Written exercise:
Return all of the records below word for word, leaving out the pictures.

[Records from a dataset]
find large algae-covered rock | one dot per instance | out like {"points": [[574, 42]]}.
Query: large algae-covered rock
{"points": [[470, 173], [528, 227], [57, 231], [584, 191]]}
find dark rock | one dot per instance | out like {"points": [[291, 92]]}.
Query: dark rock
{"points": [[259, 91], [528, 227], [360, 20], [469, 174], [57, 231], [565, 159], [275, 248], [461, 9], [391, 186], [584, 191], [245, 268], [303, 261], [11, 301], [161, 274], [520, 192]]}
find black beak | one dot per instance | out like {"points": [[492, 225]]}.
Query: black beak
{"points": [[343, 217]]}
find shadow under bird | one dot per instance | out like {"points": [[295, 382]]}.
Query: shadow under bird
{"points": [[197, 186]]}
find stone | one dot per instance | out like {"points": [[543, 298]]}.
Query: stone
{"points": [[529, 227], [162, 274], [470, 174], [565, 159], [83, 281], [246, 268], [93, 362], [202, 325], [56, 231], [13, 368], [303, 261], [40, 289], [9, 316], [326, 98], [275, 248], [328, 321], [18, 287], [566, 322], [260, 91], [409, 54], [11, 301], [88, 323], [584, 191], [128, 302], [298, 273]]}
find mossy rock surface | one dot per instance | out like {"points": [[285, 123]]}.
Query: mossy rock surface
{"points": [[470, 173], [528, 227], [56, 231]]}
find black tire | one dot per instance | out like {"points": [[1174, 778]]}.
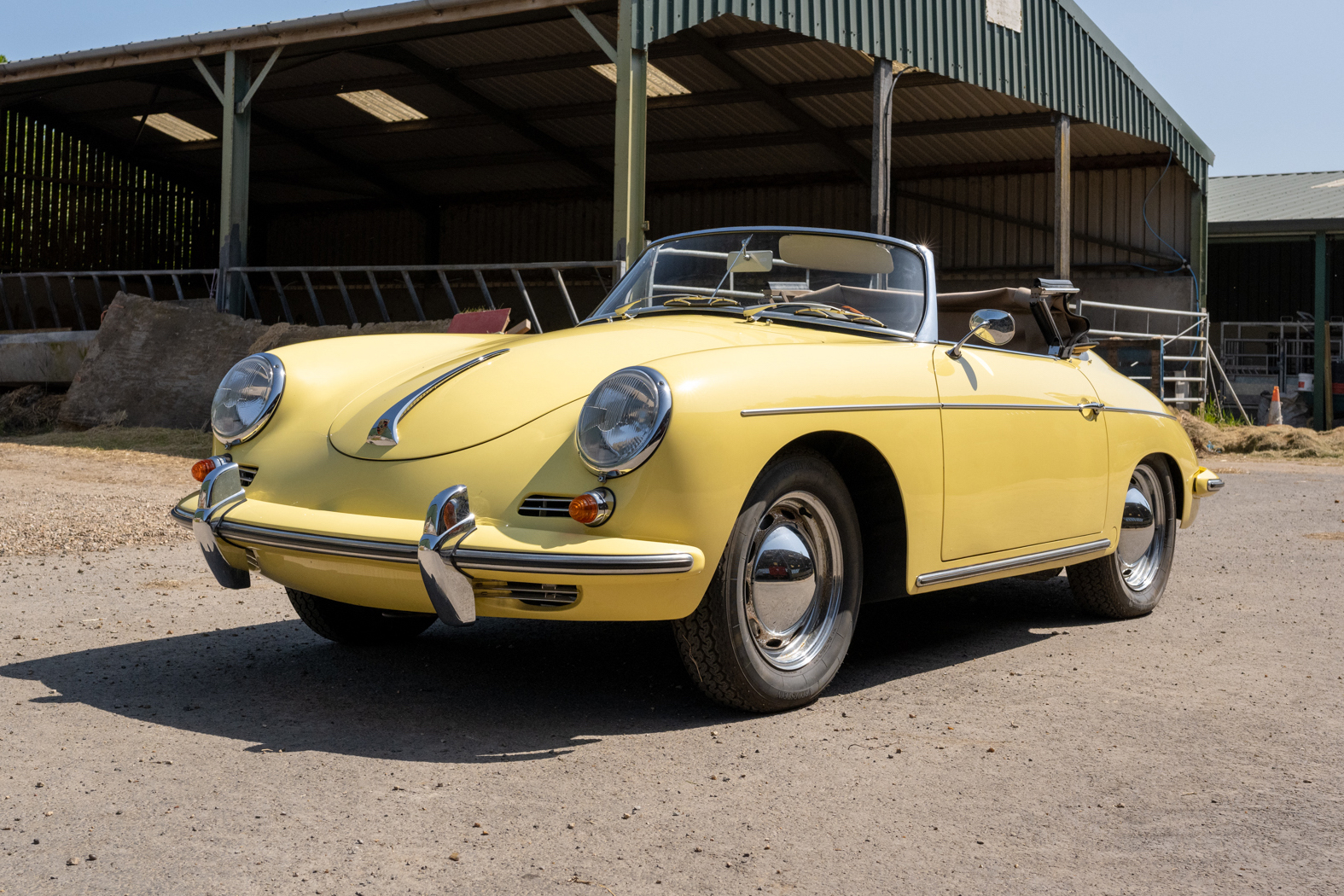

Correct result:
find large algae-covered rock | one dot per instance | out like {"points": [[574, 42]]}.
Query: large algae-covered rock
{"points": [[470, 173], [528, 227], [57, 231], [584, 191]]}
find dark rock | one dot per instance | out like {"points": [[291, 92]]}.
Query: dark rock
{"points": [[259, 91], [528, 227], [360, 20], [469, 174], [57, 231], [565, 159], [275, 248], [461, 9], [391, 186], [584, 191], [245, 268], [303, 261], [11, 301], [161, 274], [520, 192]]}
find black beak | one dot per instance | out like {"points": [[492, 225]]}.
Query: black beak
{"points": [[343, 217]]}
find shadow under bird | one dot per instance | out like {"points": [[295, 382]]}.
Query: shadow under bird
{"points": [[197, 186]]}
find stone | one dot per instance | out like {"points": [[543, 298]]}.
Query: stone
{"points": [[529, 227], [162, 274], [470, 174], [565, 159], [83, 281], [246, 268], [93, 362], [202, 325], [56, 231], [13, 368], [303, 261], [40, 289], [9, 316], [326, 98], [275, 248], [328, 321], [18, 287], [566, 322], [260, 91], [409, 54], [11, 301], [88, 323], [584, 191], [128, 302], [298, 273]]}
find mossy rock surface | one dot per instance | out like {"points": [[285, 123]]}.
Query: mossy rock surface
{"points": [[470, 173], [528, 227], [56, 231]]}
find black tire | one dot per instance | out like {"points": [[1174, 778]]}.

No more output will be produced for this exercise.